▶ _任务要求_:
1/ 从“苦路在老城里弯弯曲曲地穿过,街两旁是古老”起，一直到“洞穿你内心掠过的每一丝波澜。”止，一字不差地抄录文本节选中的这段文字。
2/ 根据文本节选，作者一行是从哪座门进入耶路撒冷老城的？

与世界不期而遇 耶路撒冷是一道火焰(下)

世界很大,总得去看看。

哪个城市曾留下你的足迹?你又曾站在哪片天空下遥望故乡的方向?

离开时,你舍弃了什么?归来时,你带回了什么?

你站在世界一隅,你仍然是你。你已不再是你——你看过的世界都成了你。

纪录片《耶路撒冷》的画面美得令人震撼,让人更加直观地理解,为什么说“世界之美,九分在耶路撒冷”,为什么说这里是“上帝应许之地”,为什么说这里是“流着奶和蜜的地方”。

然而我又能够感同身受,行走在曾55次被攻陷,10次被屠城、38次被占领、18次被迫重建、饱受征战之苦的耶路撒冷,韩老师的内心又会怎样的跌宕起伏、情难自已。作为犹太文明的滥觞之地,世界的历史被镌刻在历经千年的城墙、教堂、史籍上,真切如昨。我们目睹在信仰中,有人软弱跌倒,有人笃定坚守;目睹在历史进程中,有些什么失落又被寻回,有些什么历经波折苦难又奇迹般复活。叩问,深刻觉醒人类最狂热的爱与恨,是否还要再花三千年?

文中韩老师关于一个孩子伸出手指与邂逅者渴望联结的描述,令人动容,更令人幡然警醒:也许,每个群体都有自己心中的耶路撒冷;但是,不同信仰的人们之间的共同之处,远比不同之处要多得多。

多么希望,每个人都能鼓起勇气如孩童,伸出手去,结识那些与自己比邻而居的人。

到了那个时候,人类才会得到我们真正想要的,一个充满希望、没有争端的美好世界。

虚构与真实之间

耶路撒冷的老城里遗存着众多基督教圣迹。我们从花门进入耶路撒冷老城,从耶稣背负十字架走过的苦路开始走起,起点是《圣经》记载的耶稣被宣判的法院。朝圣者来耶路撒冷,是想与上帝靠近一点谈心;而我来耶路撒冷,是因为无法抗拒它的神性与悲情。走在耶路撒冷老城窄窄的石头巷子里,瞻望着那些千百年来被一代代信徒顶礼膜拜的宗教圣迹,我的内心无比感喟;而当我终于看到了大学历史书、《圣经》故事里,以及如今在新闻秀场频繁出镜的那些地点与街景,又有一种困惑与惋惜无从消解。

苦路在老城里弯弯曲曲地穿过,街两旁是古老的石头房子,阿拉伯人的店铺鳞次栉比,橱窗里、货架上,全是琳琅满目的旅游纪念品,还有的店铺在售卖鲜榨的石榴汁、阿拉伯风味的糖果和香料。阿拉伯人无疑是世上最善经商的民族,他们站在店铺门口或是柜台后面,不论你买不买东西,他都一脸迷人的微笑;而他们亲切的眼神,早已洞穿你内心掠过的每一丝波澜。

▶ _原始数据_:
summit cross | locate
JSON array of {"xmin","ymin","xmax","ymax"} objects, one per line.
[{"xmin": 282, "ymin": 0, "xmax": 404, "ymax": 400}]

▶ _练习作答_:
1/
苦路在老城里弯弯曲曲地穿过,街两旁是古老的石头房子,阿拉伯人的店铺鳞次栉比,橱窗里、货架上,全是琳琅满目的旅游纪念品,还有的店铺在售卖鲜榨的石榴汁、阿拉伯风味的糖果和香料。阿拉伯人无疑是世上最善经商的民族,他们站在店铺门口或是柜台后面,不论你买不买东西,他都一脸迷人的微笑;而他们亲切的眼神,早已洞穿你内心掠过的每一丝波澜。

2/ 花门。